Problem 1 >> Pull out every line in the records that contains the word "woman".
===== Passage to read
M MECHANICAL ENGINEERING

M00001. Thermodynamics

To know basic concepts and definitions of thermodynamics. To establish the first law of thermodynamics in closed and open systems. To apply the first law of thermodynamics in order to analyze heat exchangers for different systems. To define the concepts of thermal machine, refrigeration systems and heat pumps. To establish the criteria of equilibrium of phase equilibrium of pure substances. To study the equilibrium among phases using thermodynamic diagrams. To study the processes of evaporation, fusion and sublimation. To establish the ideal gas equation. To calculate thermodynamics properties of ideal gases. To study polytropic processes. To define the compressibility factor and use it in thermodynamics. To study the second law of thermodynamics and its consequences. To study different thermodynamic cycles and to establish their limitation. To define and compute the energy available, maximum availability.
==========
===== Exercise material
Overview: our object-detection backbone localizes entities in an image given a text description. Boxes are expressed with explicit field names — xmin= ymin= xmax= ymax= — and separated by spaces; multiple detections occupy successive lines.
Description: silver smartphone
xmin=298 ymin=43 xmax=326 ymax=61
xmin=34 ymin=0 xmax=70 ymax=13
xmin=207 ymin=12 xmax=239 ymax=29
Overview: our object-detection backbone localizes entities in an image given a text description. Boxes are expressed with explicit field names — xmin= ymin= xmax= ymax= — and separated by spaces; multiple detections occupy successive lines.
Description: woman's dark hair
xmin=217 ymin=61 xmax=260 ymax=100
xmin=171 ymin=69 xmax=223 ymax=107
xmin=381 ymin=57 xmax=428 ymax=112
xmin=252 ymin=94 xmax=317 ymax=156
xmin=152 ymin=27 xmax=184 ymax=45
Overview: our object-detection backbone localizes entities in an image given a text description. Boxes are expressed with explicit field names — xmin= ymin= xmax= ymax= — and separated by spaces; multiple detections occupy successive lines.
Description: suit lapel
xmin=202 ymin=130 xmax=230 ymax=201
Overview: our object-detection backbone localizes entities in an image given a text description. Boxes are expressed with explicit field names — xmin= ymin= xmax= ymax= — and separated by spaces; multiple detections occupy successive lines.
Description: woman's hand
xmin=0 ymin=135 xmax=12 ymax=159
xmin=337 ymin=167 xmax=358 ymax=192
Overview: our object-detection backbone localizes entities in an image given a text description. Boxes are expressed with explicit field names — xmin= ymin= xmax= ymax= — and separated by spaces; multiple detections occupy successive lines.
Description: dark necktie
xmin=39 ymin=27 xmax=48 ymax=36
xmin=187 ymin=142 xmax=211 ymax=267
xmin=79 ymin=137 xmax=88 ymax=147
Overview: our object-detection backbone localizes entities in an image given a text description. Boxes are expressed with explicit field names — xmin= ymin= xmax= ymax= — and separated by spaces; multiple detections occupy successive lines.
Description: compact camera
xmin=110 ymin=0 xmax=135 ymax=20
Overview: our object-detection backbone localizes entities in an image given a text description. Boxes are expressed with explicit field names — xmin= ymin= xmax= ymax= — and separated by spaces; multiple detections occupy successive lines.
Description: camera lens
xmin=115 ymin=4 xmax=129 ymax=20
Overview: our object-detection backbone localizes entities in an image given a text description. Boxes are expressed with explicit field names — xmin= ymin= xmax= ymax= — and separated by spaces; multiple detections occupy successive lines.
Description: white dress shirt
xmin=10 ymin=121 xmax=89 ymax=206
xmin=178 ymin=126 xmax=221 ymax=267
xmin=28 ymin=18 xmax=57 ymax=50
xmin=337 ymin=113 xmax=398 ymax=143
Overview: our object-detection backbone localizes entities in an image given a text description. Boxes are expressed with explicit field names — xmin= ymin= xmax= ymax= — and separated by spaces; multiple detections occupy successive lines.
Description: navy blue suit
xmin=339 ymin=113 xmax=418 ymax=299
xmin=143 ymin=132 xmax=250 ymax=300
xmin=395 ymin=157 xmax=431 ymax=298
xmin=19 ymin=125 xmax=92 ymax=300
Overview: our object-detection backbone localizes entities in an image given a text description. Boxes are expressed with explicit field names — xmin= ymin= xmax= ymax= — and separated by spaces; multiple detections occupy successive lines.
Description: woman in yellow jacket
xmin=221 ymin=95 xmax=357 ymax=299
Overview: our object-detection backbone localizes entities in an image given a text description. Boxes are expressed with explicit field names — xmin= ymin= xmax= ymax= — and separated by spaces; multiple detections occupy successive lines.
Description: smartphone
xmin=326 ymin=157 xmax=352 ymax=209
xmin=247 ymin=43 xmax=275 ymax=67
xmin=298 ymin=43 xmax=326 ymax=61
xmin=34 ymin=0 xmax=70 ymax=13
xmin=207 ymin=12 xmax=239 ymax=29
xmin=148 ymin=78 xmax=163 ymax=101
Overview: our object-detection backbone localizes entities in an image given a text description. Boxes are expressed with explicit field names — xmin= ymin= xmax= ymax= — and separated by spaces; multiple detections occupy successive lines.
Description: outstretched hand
==========
Problem 2 >> Which three processes does the thermodynamics course description say will be studied?

Worked answer 1 >>
Description: woman's dark hair
Description: woman's hand
Description: woman in yellow jacket

Worked answer 2 >> Evaporation, fusion and sublimation.